» **SOURCE TEXT**:
Calculate The Ph Of 0.25 M Hno2

Use this premium weak-acid calculator to determine the pH, hydrogen ion concentration, percent ionization, and equilibrium concentrations for nitrous acid. The tool uses the full weak-acid equilibrium model and visualizes the chemistry with a live Chart.js graph.

Expert Guide: How to Calculate the pH of 0.25 M HNO2

Calculating the pH of 0.25 M HNO2 is a classic weak-acid equilibrium problem in general chemistry. HNO2 is nitrous acid, a weak monoprotic acid that only partially ionizes in water. That single fact matters a great deal: unlike a strong acid such as HCl or HNO3, you cannot assume that the hydrogen ion concentration is simply equal to the starting molarity. Instead, you must use an equilibrium expression involving the acid dissociation constant, Ka.

» **DIRECTIVES**:
- a) List every quantity that the nitrous acid page says the calculator determines.
- b) From the nitrous acid page, copy verbatim the stretch from "Use this premium" through "dissociation constant, Ka.".

» **GIVEN ENTRIES**:
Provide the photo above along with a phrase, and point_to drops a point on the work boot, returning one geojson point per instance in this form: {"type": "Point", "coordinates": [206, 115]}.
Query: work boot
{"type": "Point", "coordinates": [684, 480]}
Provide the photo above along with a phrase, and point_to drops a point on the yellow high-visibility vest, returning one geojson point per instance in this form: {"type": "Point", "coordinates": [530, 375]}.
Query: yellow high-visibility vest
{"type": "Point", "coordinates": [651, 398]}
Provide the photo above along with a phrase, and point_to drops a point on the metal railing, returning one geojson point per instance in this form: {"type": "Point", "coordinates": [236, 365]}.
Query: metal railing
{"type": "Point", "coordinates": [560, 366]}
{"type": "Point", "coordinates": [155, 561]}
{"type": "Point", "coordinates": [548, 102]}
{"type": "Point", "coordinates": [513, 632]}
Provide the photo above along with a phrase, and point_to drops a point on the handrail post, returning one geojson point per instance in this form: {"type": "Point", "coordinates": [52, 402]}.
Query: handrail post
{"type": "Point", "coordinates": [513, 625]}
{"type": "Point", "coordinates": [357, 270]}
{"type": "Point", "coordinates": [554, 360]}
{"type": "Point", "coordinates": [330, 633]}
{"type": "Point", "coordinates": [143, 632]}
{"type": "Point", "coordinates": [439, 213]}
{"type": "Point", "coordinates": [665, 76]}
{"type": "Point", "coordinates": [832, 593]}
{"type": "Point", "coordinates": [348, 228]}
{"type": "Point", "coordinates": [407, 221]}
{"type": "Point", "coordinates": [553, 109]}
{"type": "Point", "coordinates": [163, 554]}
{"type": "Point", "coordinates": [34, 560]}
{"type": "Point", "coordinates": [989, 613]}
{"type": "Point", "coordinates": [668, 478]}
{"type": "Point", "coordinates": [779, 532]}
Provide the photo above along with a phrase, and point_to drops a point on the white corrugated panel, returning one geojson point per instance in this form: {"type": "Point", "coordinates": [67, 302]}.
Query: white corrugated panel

» **SOLUTIONS FOR EACH TASK**:
- a)
pH
hydrogen ion concentration
percent ionization
equilibrium concentrations

- b)
Use this premium weak-acid calculator to determine the pH, hydrogen ion concentration, percent ionization, and equilibrium concentrations for nitrous acid. The tool uses the full weak-acid equilibrium model and visualizes the chemistry with a live Chart.js graph.

Expert Guide: How to Calculate the pH of 0.25 M HNO2

Calculating the pH of 0.25 M HNO2 is a classic weak-acid equilibrium problem in general chemistry. HNO2 is nitrous acid, a weak monoprotic acid that only partially ionizes in water. That single fact matters a great deal: unlike a strong acid such as HCl or HNO3, you cannot assume that the hydrogen ion concentration is simply equal to the starting molarity. Instead, you must use an equilibrium expression involving the acid dissociation constant, Ka.